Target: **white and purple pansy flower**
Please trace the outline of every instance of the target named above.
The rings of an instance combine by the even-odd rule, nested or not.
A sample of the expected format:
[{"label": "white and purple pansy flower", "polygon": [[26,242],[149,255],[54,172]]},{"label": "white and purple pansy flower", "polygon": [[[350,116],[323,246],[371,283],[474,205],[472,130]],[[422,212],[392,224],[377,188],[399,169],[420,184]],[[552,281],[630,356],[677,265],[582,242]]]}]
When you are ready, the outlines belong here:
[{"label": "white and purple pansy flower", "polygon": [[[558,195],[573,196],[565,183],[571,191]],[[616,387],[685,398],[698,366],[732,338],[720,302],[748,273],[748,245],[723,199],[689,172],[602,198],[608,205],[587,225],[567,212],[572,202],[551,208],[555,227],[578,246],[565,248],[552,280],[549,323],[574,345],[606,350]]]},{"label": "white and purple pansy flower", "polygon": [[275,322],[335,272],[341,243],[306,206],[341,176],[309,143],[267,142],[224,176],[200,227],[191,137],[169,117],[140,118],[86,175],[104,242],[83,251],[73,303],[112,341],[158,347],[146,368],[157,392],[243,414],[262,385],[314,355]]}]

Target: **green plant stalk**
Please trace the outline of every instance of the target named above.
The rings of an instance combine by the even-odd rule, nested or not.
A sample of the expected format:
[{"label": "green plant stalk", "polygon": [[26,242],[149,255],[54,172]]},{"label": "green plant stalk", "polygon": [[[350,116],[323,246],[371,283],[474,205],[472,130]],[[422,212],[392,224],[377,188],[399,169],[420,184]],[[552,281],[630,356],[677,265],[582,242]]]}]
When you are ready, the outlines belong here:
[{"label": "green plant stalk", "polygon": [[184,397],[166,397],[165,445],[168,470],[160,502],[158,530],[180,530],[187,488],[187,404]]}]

◆ To be done ◆
Copy the part of the listing that opens with the line containing "Target: **green plant stalk**" and runs through the end of the listing, reproducing those lines unchanged.

◆ Answer to this task ◆
Target: **green plant stalk**
Please trace the outline of every instance of the target named above.
The rings of an instance combine by the even-odd rule, nested or not.
A sample of the expected format:
[{"label": "green plant stalk", "polygon": [[26,242],[149,255],[54,172]]},{"label": "green plant stalk", "polygon": [[[350,116],[323,246],[371,283],[474,205],[472,130]],[[422,212],[392,224],[377,188],[399,169],[420,184]],[[552,281],[630,356],[677,265],[582,242]]]}]
When you are ready, the outlines belong here:
[{"label": "green plant stalk", "polygon": [[184,397],[166,397],[165,445],[168,470],[160,502],[158,530],[180,530],[187,488],[187,404]]}]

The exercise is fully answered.